What is required:
Write out the passage of the napping study text from "However, Cousins is" to "might be better.", word for word.

Exercise text:
▬▬▬▬▬▬
You’ve got a spare hour before a big exam. How should you spend it? It seems napping is just as effective as revising, and could even have a longer-lasting impact. Repeatedly revising information to learn it makes sense. “Any kind of reactivation of a memory trace will lead to it being strengthened and reconsolidated,” says James Cousins at the Duke-NUS Medical School in Singapore. “With any memory, the more you recall it, the stronger the memory trace.” However, sleep is also thought to be vital for memory. A good night’s sleep seems to help our brains consolidate what we’ve learned in the day, and learning anything when you’re not well rested is tricky. Many people swear by a quick afternoon kip.
So if you’ve got an hour free, is it better to nap or revise? Cousins, along with Michael Chee and their colleagues, also at Duke-NUS Medical School, set out to compare the two options. The team mocked-up a real student experience, and had 72 volunteers sit through presentations of about 12 different species of ants and crabs. The participants were asked to learn all about these animals, including their diets and habitats, for example. After 80 minutes of this, the students were given an hour to either watch a film, have a nap, or revise what they had just learned. After this hour, they had another 80 minutes of learning. Then they had to sit an exam in which they were asked 360 questions about the ants and the crabs.
The napping group got the best scores,” says Cousins, whose work was presented at the Society for Neuroscienceannual meeting in San Diego, California.
Cousins and his colleagues called the volunteers back for another test a week later. The nappers scored the highest in this test, too. And while the crammers significantly outperformed the movie-viewers on the first test, they lost their edge in the second test — there was no significant difference in the two groups’ scores a week later. “It could indicate that cramming information might be good in the short term, but in the long run, the benefits might not be that great,” says Cousins.
However, Cousins is holding back on drawing definitive conclusions from his work — while the nappers were significantly better than film watchers, and crammers and film-watchers were statistically as bad as each other, the difference between the nappers and crammers did not come out as statistically significant. So until the team has conducted bigger studies, the evidence suggests napping is at least as effective as cramming, and might be better.
▬▬▬▬▬▬
Photo-referring expression data:
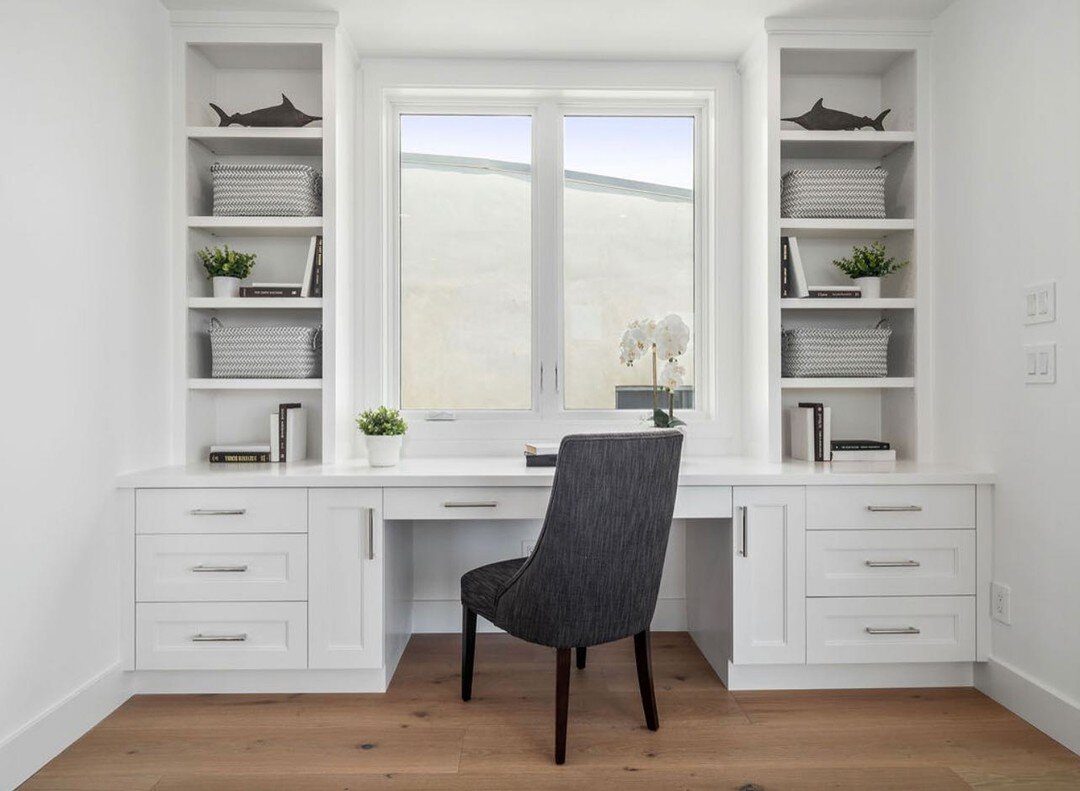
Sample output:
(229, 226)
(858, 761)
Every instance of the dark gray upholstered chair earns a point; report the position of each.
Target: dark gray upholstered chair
(595, 572)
▬▬▬▬▬▬
Exercise response:
However, Cousins is holding back on drawing definitive conclusions from his work — while the nappers were significantly better than film watchers, and crammers and film-watchers were statistically as bad as each other, the difference between the nappers and crammers did not come out as statistically significant. So until the team has conducted bigger studies, the evidence suggests napping is at least as effective as cramming, and might be better.